> USING THE INFORMATION
1 > Translate this sentence from the passage on UK AI companies into Spanish: "Based in Manchester, Peak AI is carving out a niche for itself by working with businesses that are keen to use AI to harness the power of data."
2 > Pick up the passage on UK AI companies after its last sentence and continue it.

> GIVEN TEXT

□ □ □ □

Such government support will be warmly welcomed by the UK’s nascent AI industry, but even without such backing, there are a growing number of British companies moving quickly to capture AI opportunities. The Government puts the value of the AI market in the UK at around £17 billion today, but thinks this could increase to more than £800 billion by 2035. It points to a remarkable 688% increase in the number of UK companies pursuing AI technologies of one kind or another over the last decade.

Many of these businesses are small-scale, entrepreneurial ventures, often with roots in academia. Hare are just five exciting UK AI companies to look out for in 2024.

Featurespace

Launched out of the University of Cambridge in 2008, Featurespace is a leader in adaptive behavioural analytics, primarily focusing on fraud detection and risk management. The company’s ARIC platform is renowned for its ability to identify anomalies in individual data behaviours, which enables it to offer real-time fraud detection. This technology, trusted by top global financial institutions and payment providers, is hugely in demand in the face of increasing online fraud threats.

Peak AI

Based in Manchester, Peak AI is carving out a niche for itself by working with businesses that are keen to use AI to harness the power of data. The company’s Decision Intelligence platform offers promises to help enterprises help themselves to optimise revenues and boost operational efficiencies. The goal is to democratise access to advanced analytics and machine learning in a rapidly emerging AI-as-a-service space.

□ □ □ □

> Text-to-region grounding data

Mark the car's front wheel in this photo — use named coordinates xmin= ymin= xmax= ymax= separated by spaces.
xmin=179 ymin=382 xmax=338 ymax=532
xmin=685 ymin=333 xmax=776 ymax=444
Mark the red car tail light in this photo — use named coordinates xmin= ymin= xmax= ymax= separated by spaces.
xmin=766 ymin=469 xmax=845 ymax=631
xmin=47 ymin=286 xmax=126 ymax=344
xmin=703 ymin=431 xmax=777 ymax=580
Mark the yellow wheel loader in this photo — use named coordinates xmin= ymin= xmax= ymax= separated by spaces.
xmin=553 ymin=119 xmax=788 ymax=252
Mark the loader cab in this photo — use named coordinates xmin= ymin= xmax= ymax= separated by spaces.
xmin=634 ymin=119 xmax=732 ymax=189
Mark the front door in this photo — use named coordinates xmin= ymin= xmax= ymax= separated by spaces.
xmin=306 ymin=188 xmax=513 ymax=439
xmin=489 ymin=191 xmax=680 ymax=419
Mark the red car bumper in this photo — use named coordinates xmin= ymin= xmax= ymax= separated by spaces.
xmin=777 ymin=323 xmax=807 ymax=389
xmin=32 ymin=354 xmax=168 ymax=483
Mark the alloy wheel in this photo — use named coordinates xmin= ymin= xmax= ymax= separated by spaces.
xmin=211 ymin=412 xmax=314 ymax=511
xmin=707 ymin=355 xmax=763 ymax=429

□ □ □ □

> ANSWER SET
1 > Con sede en Mánchester, Peak AI se está labrando un nicho propio trabajando con empresas que desean usar la IA para aprovechar el poder de los datos.

2 >
Benevolent AI

BenevolentAI become something of a poster child for the UK’s AI industry. The company operates at the intersection of AI and life sciences, offering technology that helps accelerate the development of medicines and treatments for patients. The company’s success reflects its ability to use AI to deep dive into biomedical information, extracting insights that lead to innovative treatments. It’s a high-impact activity that promises life-altering health advances at a global level.

Graphcore

Bristol-based Graphcore is changing the way that people think about hardware and AI. The company has developed a unique processor designed specifically for AI tasks, which it has christened the Intelligence Processing Unit (IPU). Rather than relying on traditional hardware, Graphcore’s IPU and its associated software offer faster and more efficient solutions for AI computations. As the demand for AI tech grows, Graphcore’s advances position it as a top player in the field.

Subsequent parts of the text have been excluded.